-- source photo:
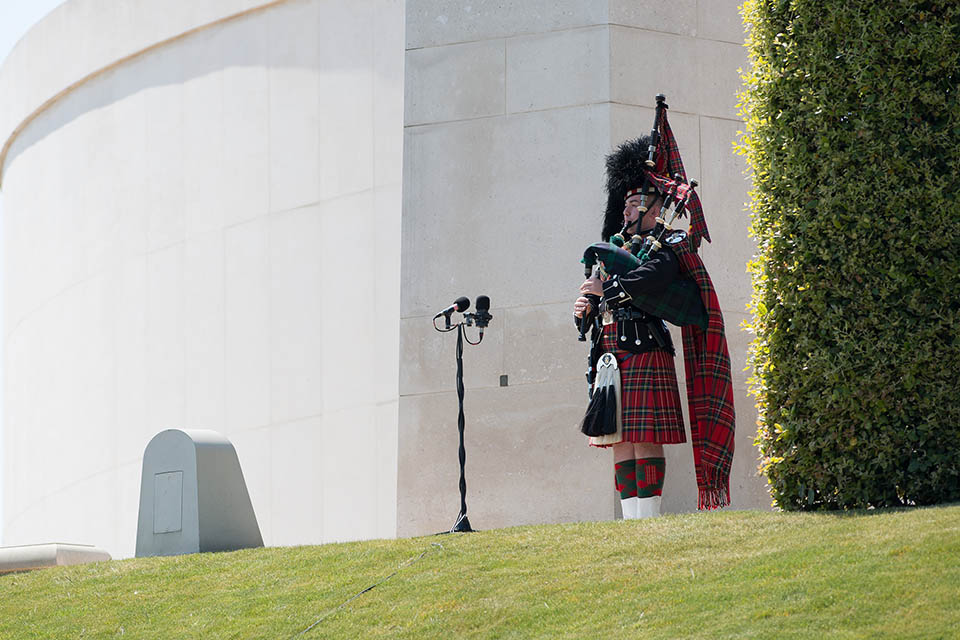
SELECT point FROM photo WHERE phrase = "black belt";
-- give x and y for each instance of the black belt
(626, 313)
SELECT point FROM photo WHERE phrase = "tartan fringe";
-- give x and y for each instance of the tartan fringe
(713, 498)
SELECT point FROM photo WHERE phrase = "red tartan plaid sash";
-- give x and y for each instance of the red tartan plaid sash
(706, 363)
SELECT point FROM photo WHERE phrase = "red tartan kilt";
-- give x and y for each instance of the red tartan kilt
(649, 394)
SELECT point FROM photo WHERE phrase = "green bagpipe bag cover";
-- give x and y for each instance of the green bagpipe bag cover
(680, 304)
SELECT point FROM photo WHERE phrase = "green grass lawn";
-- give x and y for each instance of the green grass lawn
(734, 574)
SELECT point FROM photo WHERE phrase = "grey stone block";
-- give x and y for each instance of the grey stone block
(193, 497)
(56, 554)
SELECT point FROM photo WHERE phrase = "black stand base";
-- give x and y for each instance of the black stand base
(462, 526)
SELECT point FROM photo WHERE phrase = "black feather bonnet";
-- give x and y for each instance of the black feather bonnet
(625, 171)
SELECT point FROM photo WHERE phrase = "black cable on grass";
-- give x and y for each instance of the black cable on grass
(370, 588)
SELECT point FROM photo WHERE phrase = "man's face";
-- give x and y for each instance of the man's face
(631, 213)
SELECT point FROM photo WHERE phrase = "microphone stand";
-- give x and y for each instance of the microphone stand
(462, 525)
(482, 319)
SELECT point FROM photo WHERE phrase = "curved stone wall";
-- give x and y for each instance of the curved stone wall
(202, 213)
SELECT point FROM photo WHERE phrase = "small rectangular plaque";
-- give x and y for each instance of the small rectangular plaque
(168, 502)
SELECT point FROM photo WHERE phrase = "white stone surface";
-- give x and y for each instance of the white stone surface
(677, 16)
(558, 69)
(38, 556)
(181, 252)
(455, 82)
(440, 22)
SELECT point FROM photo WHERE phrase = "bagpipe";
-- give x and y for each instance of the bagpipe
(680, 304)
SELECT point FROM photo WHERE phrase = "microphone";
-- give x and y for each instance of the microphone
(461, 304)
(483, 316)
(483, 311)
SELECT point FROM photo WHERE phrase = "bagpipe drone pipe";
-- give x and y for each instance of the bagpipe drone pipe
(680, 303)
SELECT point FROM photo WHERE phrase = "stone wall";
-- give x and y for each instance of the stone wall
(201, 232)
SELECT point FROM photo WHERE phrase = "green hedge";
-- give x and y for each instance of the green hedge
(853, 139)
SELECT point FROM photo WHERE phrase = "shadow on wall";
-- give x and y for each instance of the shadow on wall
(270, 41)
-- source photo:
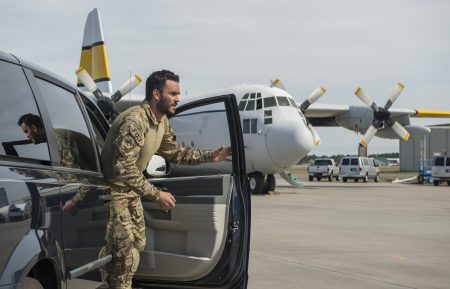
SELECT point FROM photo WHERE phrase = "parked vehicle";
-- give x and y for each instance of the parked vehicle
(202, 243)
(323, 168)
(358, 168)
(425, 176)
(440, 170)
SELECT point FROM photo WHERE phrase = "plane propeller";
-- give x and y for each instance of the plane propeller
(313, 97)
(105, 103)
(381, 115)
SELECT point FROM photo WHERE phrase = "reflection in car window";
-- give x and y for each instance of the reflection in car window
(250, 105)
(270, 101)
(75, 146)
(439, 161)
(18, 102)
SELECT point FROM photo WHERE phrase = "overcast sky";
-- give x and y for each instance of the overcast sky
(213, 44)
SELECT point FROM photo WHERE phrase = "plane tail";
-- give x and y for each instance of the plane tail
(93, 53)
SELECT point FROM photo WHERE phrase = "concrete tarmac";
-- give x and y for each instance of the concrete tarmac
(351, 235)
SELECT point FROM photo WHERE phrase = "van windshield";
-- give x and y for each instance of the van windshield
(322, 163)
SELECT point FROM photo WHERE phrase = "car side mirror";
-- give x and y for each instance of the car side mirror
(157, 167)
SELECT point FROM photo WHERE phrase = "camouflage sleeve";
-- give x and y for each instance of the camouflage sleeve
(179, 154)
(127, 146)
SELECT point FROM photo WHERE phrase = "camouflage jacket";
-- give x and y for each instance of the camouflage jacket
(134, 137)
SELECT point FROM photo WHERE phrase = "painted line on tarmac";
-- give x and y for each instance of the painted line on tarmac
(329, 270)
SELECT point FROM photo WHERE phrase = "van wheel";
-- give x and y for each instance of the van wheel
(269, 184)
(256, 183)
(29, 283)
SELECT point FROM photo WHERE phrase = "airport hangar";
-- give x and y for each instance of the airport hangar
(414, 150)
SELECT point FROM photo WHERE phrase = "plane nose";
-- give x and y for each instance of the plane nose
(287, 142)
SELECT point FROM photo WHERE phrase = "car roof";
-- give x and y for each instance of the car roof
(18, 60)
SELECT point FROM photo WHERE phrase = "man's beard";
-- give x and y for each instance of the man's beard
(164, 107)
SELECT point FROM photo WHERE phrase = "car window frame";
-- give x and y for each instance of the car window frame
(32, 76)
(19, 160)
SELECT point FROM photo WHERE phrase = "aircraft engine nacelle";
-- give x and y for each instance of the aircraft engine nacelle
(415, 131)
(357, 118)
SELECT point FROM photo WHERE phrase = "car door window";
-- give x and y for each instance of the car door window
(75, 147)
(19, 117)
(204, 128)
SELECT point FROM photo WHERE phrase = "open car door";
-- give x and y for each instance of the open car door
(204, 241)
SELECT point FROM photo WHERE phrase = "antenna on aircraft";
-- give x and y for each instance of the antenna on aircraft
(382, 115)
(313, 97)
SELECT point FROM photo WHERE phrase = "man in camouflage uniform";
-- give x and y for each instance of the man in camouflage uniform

☆ ☆ ☆ ☆

→ Task objective: In your reply, every line of the material should appear exactly as written, and no picture should.

→ Answer section:
-- source photo:
SELECT point FROM photo WHERE phrase = "black belt";
-- give x and y for each instance of the black belt
(626, 313)
SELECT point FROM photo WHERE phrase = "tartan fringe";
-- give x and y for each instance of the tartan fringe
(713, 498)
SELECT point FROM photo WHERE phrase = "red tartan plaid sash";
-- give x and y for each instance of the red tartan plaid sash
(706, 363)
SELECT point FROM photo WHERE phrase = "red tartan kilt";
-- give x and y for each instance of the red tartan kilt
(649, 394)
SELECT point FROM photo WHERE phrase = "green bagpipe bag cover";
-- give x and y for each instance of the green bagpipe bag cover
(680, 304)
SELECT point FROM photo WHERE phrase = "green grass lawn";
-- give x and y for each instance of the green grass lawn
(734, 574)
SELECT point FROM photo WHERE phrase = "grey stone block";
-- give x and y for each instance of the grey stone block
(193, 497)
(56, 554)
SELECT point FROM photo WHERE phrase = "black stand base";
-- give x and y for each instance of the black stand base
(462, 526)
SELECT point FROM photo WHERE phrase = "black feather bonnet";
-- give x and y for each instance of the black feather bonnet
(625, 171)
SELECT point FROM photo WHERE phrase = "black cable on grass";
-- give x and y for each instance of the black cable on grass
(370, 588)
SELECT point FROM photo WHERE phrase = "man's face";
-- give x and y for each instance of the man's face
(631, 213)
SELECT point FROM photo WHERE phrase = "microphone stand";
-- give x and y for each instance of the microphone stand
(462, 525)
(482, 319)
SELECT point FROM photo WHERE phrase = "curved stone wall";
-- give x and y for each instance of the curved stone wall
(202, 213)
SELECT point FROM photo WHERE phrase = "small rectangular plaque";
-- give x and y for each instance of the small rectangular plaque
(168, 502)
SELECT point FROM photo WHERE phrase = "white stone surface";
-- give x and y for each instance of the white stone surface
(677, 16)
(558, 69)
(38, 556)
(181, 252)
(455, 82)
(440, 22)
SELECT point FROM photo WHERE phrase = "bagpipe";
-- give x and y for each instance of the bagpipe
(680, 304)
SELECT point FROM photo WHERE phrase = "microphone";
-- give x and y for each instance of the microphone
(461, 304)
(483, 316)
(483, 311)
SELECT point FROM photo WHERE phrase = "bagpipe drone pipe";
-- give x and y for each instance of the bagpipe drone pipe
(680, 303)
SELECT point FROM photo WHERE phrase = "stone wall";
-- give x and y for each instance of the stone wall
(201, 232)
SELECT point FROM photo WHERE phrase = "green hedge";
-- give x and y for each instance of the green hedge
(853, 139)
SELECT point FROM photo WHERE phrase = "shadow on wall";
-- give x and y for each instance of the shadow on wall
(270, 41)
-- source photo:
SELECT point FROM photo WHERE phrase = "parked vehicle";
-- give x and y for each instance of the parked vehicle
(202, 243)
(323, 168)
(358, 168)
(425, 176)
(440, 170)
SELECT point FROM photo WHERE phrase = "plane propeller";
-- give x and y for each instance of the plane propeller
(313, 97)
(105, 103)
(381, 115)
SELECT point FROM photo WHERE phrase = "reflection in car window";
-- give x and y for each instance of the reflection in car window
(250, 105)
(270, 101)
(75, 146)
(439, 161)
(18, 102)
SELECT point FROM photo WHERE phrase = "overcast sky";
-- give x and y for each instance of the overcast sky
(213, 44)
SELECT point FROM photo WHERE phrase = "plane tail";
-- give x and y for each instance of the plane tail
(93, 53)
SELECT point FROM photo WHERE phrase = "concrete tarmac";
-- give x and y for each instance of the concrete tarmac
(351, 235)
SELECT point FROM photo WHERE phrase = "van windshield";
-- give x and y for each instance of the van windshield
(322, 163)
SELECT point FROM photo WHERE phrase = "car side mirror";
-- give x and y for each instance of the car side mirror
(157, 167)
SELECT point FROM photo WHERE phrase = "camouflage sleeve";
-- give x and y for each instance of the camouflage sleeve
(179, 154)
(127, 146)
SELECT point FROM photo WHERE phrase = "camouflage jacket";
-- give x and y for each instance of the camouflage jacket
(134, 137)
SELECT point FROM photo WHERE phrase = "painted line on tarmac";
-- give x and y for each instance of the painted line on tarmac
(329, 270)
SELECT point FROM photo WHERE phrase = "van wheel";
-- give x and y for each instance of the van wheel
(269, 184)
(256, 183)
(29, 283)
SELECT point FROM photo WHERE phrase = "airport hangar";
-- give x and y for each instance of the airport hangar
(414, 150)
SELECT point FROM photo WHERE phrase = "plane nose";
-- give x and y for each instance of the plane nose
(287, 142)
SELECT point FROM photo WHERE phrase = "car roof";
-- give x and y for each instance of the car roof
(18, 60)
SELECT point FROM photo WHERE phrase = "man's beard";
-- give x and y for each instance of the man's beard
(164, 107)
SELECT point FROM photo WHERE phrase = "car window frame";
-- give x and y for each instance of the car window frame
(32, 76)
(19, 160)
SELECT point FROM photo WHERE phrase = "aircraft engine nacelle";
-- give x and y for each instance of the aircraft engine nacelle
(415, 131)
(357, 118)
SELECT point FROM photo WHERE phrase = "car door window";
-- give x and y for each instance of the car door window
(75, 147)
(19, 117)
(204, 128)
SELECT point FROM photo WHERE phrase = "open car door";
-- give x and y for each instance of the open car door
(204, 241)
SELECT point FROM photo WHERE phrase = "antenna on aircraft";
-- give x and y for each instance of the antenna on aircraft
(382, 115)
(313, 97)
SELECT point FROM photo WHERE phrase = "man in camouflage uniform";
-- give x and y for each instance of the man in camouflage uniform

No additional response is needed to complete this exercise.